Памяти Фриды (Чуковская) - страница 41

- А что вы сделали полезного для родины?

- Я писал стихи. Это моя работа. Я убежден... я верю в то, что то, что я написал, сослужит людям службу, и не только сейчас, но и будущим поколениям.

- Значит, вы думаете, что ваши так называемые стихи приносят людям пользу?

- А почему вы говорите про стихи "так называемые"?

- Мы называем ваши стихи "так называемые" потому, - с гордостью отвечает Савельева, - что иного понятия о них у нас нет.

(Какие же это стихи, если за них денег не платят? Какая же польза родине, если мальчишка не умеет позаботиться о собственной пользе?)

Сорокин. Можно ли жить на те суммы, что вы зарабатываете?

Бродский. Можно. Находясь в тюрьме, я каждый вечер расписывался в том, что на меня израсходовано 40 копеек. А я зарабатывал больше чем по 40 копеек в день.

- Но надо же обуваться, одеваться.

- У меня один костюм - старый, но уж какой есть.

Перечитывая эти простые слова, я всегда вспоминаю солдатскую койку, на которой спала в Комарове Ахматова, дырявое одеяло, которым она укрывалась в своем Фонтанном дворце, поношенные брюки Мандельштама, мешковину на плечах у Цветаевой... Словно все они стояли у него за плечами, когда он отвечал суду...

А может быть, они и в самом деле стояли там, осеняя его своими крыльями? Кто знает?

**ПО ДАННЫМ ТЕКСТА:**
- a) Кратко перескажите абзац текста, который начинается словами «Перечитывая эти простые слова», сохранив его главные факты.
- b) Перепишите из текста без изменений фрагмент, который начинается словами «- Мы называем» и продолжается до слов «о собственной пользе?)» включительно.
Записи, приведённые дальше, с текстом никак не связаны.

Сохранённые записи набора данных
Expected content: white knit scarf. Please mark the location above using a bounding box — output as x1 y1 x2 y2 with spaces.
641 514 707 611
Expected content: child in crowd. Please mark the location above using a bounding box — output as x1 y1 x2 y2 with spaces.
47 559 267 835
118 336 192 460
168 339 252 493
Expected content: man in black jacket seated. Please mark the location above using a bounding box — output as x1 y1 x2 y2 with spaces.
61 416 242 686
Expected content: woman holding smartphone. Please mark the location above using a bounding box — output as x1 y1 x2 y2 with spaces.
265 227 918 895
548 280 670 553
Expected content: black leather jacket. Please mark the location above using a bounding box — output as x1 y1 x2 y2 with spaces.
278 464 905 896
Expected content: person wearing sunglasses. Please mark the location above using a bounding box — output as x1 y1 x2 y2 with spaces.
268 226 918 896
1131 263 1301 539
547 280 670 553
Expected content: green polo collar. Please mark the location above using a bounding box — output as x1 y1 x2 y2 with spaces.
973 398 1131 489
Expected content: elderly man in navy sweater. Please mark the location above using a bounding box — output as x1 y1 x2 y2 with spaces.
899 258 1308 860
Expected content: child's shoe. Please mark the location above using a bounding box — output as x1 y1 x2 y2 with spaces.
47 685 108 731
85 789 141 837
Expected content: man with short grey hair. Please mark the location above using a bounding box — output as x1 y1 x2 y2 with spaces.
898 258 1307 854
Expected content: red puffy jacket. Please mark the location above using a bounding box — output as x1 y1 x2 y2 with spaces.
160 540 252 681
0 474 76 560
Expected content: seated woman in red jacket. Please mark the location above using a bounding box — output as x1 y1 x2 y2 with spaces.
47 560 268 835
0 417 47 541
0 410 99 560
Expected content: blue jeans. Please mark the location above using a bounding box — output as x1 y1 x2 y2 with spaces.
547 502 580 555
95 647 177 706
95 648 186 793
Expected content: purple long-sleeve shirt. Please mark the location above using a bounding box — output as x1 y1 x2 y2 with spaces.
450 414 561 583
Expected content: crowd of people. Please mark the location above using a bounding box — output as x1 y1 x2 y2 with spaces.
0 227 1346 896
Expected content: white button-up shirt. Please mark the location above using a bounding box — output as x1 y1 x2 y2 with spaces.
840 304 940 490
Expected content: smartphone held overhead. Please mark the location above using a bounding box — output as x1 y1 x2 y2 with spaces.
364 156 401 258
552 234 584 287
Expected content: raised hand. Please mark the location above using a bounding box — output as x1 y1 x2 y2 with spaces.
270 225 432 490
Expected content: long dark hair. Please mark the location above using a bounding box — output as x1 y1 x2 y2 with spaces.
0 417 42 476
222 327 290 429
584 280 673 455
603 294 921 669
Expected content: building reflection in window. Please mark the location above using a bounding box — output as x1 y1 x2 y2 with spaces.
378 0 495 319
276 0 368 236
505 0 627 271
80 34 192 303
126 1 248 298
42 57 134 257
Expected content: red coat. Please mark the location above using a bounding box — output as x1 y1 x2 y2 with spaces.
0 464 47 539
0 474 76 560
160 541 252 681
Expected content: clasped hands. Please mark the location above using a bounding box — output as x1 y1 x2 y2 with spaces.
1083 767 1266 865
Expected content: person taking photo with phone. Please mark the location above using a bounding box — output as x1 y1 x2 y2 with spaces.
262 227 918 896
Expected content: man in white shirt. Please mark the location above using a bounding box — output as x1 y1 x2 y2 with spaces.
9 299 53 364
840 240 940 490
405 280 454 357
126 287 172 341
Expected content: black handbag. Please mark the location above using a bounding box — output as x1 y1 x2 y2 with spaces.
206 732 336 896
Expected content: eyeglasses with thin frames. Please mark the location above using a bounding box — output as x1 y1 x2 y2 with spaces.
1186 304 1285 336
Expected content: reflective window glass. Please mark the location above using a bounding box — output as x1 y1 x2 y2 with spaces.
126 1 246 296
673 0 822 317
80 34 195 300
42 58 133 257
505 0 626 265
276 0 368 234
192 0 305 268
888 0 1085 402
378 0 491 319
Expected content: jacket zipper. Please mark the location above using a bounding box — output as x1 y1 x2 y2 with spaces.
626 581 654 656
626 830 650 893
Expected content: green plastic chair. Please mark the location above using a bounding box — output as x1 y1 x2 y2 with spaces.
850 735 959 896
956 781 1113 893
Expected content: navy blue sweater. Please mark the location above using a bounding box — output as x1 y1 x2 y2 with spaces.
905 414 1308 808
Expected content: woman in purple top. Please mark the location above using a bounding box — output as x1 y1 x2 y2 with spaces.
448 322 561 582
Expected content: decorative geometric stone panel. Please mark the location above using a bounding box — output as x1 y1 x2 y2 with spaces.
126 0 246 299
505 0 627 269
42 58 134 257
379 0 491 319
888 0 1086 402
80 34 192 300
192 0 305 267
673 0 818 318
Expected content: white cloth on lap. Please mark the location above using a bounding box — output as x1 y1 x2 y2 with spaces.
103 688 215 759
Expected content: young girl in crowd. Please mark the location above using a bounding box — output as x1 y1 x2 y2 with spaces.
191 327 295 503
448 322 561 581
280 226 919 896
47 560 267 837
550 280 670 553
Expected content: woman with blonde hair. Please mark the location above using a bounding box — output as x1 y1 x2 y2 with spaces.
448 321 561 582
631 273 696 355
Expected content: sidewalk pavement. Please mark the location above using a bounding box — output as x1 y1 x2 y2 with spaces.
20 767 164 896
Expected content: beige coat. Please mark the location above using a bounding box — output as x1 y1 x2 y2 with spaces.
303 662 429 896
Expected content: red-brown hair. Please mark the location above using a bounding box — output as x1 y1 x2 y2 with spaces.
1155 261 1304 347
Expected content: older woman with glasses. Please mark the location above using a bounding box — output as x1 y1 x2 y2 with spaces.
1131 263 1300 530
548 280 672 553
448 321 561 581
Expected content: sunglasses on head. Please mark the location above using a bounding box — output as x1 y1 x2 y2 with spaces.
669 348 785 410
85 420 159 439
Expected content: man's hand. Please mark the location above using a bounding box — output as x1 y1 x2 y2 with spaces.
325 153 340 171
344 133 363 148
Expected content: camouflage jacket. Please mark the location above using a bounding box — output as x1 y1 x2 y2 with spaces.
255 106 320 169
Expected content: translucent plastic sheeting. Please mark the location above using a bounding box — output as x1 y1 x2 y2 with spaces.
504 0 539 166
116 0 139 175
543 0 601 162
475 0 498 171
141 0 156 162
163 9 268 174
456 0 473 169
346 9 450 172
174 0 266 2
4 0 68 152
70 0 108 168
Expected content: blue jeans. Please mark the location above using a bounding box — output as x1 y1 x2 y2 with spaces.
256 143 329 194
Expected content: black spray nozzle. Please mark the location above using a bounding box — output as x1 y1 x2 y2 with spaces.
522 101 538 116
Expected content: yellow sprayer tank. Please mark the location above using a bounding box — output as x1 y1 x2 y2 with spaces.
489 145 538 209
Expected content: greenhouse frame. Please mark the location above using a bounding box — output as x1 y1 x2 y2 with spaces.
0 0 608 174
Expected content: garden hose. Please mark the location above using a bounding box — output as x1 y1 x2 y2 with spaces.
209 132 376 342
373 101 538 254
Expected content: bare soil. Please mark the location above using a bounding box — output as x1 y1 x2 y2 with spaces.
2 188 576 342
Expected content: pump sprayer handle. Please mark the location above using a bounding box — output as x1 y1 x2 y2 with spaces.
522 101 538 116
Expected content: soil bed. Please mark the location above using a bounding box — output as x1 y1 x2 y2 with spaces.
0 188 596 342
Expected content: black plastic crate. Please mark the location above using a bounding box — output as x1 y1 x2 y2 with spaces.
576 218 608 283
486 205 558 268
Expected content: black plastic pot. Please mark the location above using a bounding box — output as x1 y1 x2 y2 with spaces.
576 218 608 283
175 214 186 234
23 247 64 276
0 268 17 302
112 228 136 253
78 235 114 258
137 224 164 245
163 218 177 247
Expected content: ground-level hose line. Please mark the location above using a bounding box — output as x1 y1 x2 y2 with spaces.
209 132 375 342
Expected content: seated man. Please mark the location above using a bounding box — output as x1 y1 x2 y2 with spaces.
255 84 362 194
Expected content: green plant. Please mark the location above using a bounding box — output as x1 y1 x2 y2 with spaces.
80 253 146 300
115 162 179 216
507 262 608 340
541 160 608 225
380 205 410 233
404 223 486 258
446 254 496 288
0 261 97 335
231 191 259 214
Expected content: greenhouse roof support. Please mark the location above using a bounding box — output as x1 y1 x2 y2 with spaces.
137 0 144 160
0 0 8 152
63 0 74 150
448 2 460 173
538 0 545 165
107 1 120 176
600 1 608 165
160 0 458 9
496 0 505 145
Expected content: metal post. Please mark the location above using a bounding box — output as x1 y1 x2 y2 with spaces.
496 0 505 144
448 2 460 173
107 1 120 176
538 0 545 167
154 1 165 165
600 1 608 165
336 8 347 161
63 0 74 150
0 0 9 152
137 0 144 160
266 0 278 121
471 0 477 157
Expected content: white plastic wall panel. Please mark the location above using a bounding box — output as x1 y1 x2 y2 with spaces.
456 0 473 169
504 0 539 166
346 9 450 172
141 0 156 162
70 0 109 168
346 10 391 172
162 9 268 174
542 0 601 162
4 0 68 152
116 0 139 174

**СПИСОК ОТВЕТОВ:**
- a) Эти простые слова всякий раз напоминают о солдатской койке Ахматовой в Комарове и дырявом одеяле в её Фонтанном дворце, о поношенных брюках Мандельштама, о мешковине на плечах Цветаевой. Кажется, что все они стояли за плечами Бродского, когда он отвечал суду.

- b)
- Мы называем ваши стихи "так называемые" потому, - с гордостью отвечает Савельева, - что иного понятия о них у нас нет.

(Какие же это стихи, если за них денег не платят? Какая же польза родине, если мальчишка не умеет позаботиться о собственной пользе?)